__Consegna 1__
Secondo l'estratto, chi gestì in seguito l'alimentari di Chiareggio?
__Consegna 2__
Copia parola per parola il passo dell'estratto compreso tra "Inoltre ormai i" e "almeno questi atolli.", estremi inclusi.
__Consegna 3__
Riscrivi in forma più breve il paragrafo dell'estratto che comincia con "Inoltre ormai i luoghi", conservandone i fatti principali.

__Estratto scelto__
Durante la repubblica di Salò, servì da via di esilio per i disertori; tra i passeur ci fu la mamma di Bianco, Carla Pedrolini, che poi gestì l'alimentari di Chiareggio in cui mi fermerò tra poco. Negli anni ‘50 del Novecento era stata proposta una strada per turisti, che mettesse in comunicazione la Svizzera con Sondrio e Bergamo, e il Muretto era la via più diretta. L'ill.mo cav. Sampietro si proponeva così di valorizzare turisticamente la valle, secondo lo schema consolidato di distruggere un bene per trasformarlo in denaro, un modo di pensare alla base del concetto di sviluppo che non sembra in procinto di estinguersi, se non insieme a tutta la civiltà che sta trascinando nel baratro.
Inoltre ormai i luoghi dove camminare solo a piedi sono tante minuscole riserve nella prateria sterminata delle strade per i motorizzati, per cui si livellano le asprezze dei monti e, così facendo, li si snatura e si compromette la possibilità di fruirli per quello che offrono di originale e unico. Di questa valle, infatti, porterò a casa sopra ogni cosa la rugosità dei terreni, la difficoltà di accesso. Gli altri hanno tutto l'oceano, che ci lascino almeno questi atolli.

__Voci estratte da una raccolta__
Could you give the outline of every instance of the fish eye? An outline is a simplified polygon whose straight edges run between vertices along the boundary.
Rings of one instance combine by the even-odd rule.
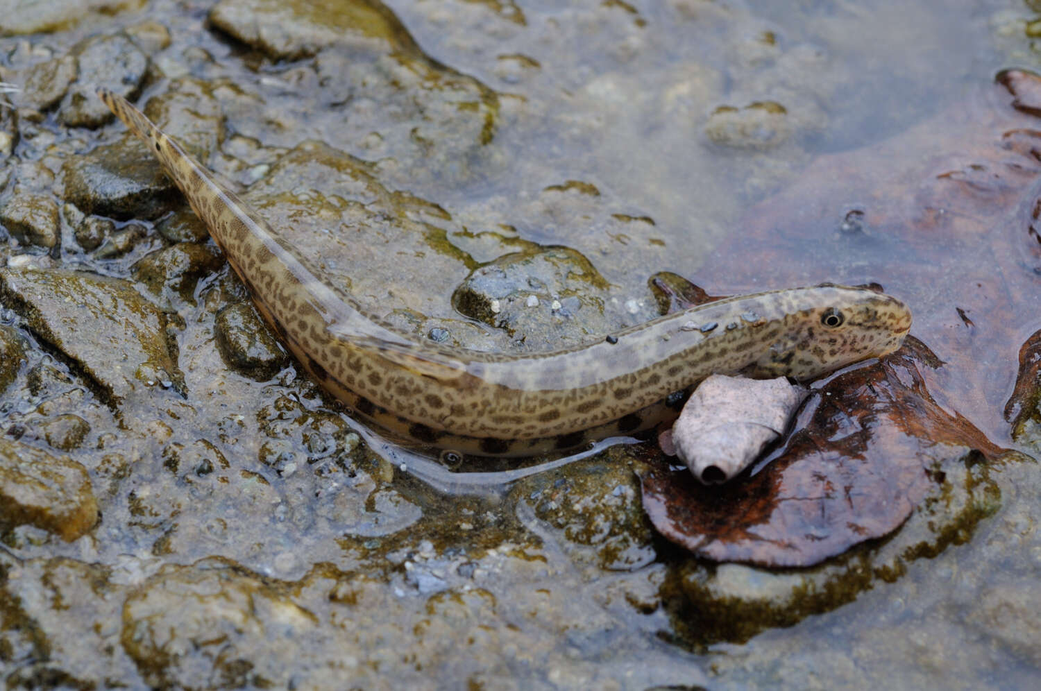
[[[842,312],[834,307],[829,307],[824,310],[824,313],[820,315],[820,323],[830,329],[842,326],[843,322],[845,322],[845,317],[842,316]]]

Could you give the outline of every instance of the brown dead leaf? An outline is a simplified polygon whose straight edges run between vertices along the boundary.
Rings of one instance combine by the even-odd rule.
[[[912,334],[944,363],[922,370],[931,394],[1011,443],[1004,411],[1017,354],[1041,330],[1039,173],[1041,78],[1006,71],[892,139],[817,158],[737,224],[743,232],[697,281],[728,293],[883,284],[908,303]],[[1026,395],[1037,378],[1024,372],[1019,381],[1027,388],[1017,388],[1013,408],[1037,400]],[[862,405],[873,405],[869,394]]]
[[[805,424],[747,481],[704,487],[654,461],[641,475],[643,507],[662,535],[715,561],[810,566],[882,537],[942,482],[945,464],[1002,451],[930,395],[923,370],[939,365],[910,338],[817,390]]]

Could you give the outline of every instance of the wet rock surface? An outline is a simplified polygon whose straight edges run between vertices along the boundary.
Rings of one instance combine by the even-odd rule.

__Spazio risposta 1__
Carla Pedrolini, la mamma di Bianco.

__Spazio risposta 2__
Inoltre ormai i luoghi dove camminare solo a piedi sono tante minuscole riserve nella prateria sterminata delle strade per i motorizzati, per cui si livellano le asprezze dei monti e, così facendo, li si snatura e si compromette la possibilità di fruirli per quello che offrono di originale e unico. Di questa valle, infatti, porterò a casa sopra ogni cosa la rugosità dei terreni, la difficoltà di accesso. Gli altri hanno tutto l'oceano, che ci lascino almeno questi atolli.

__Spazio risposta 3__
I luoghi percorribili solo a piedi sono ormai piccole riserve in mezzo a un'immensa rete di strade per i motorizzati. Per questo si spianano le asprezze dei monti, snaturandoli e compromettendo la possibilità di goderne ciò che hanno di originale e unico. Della valle il ricordo principale sarà la rugosità dei terreni e la difficoltà di accesso. Agli altri resta tutto l'oceano: che lascino almeno questi atolli.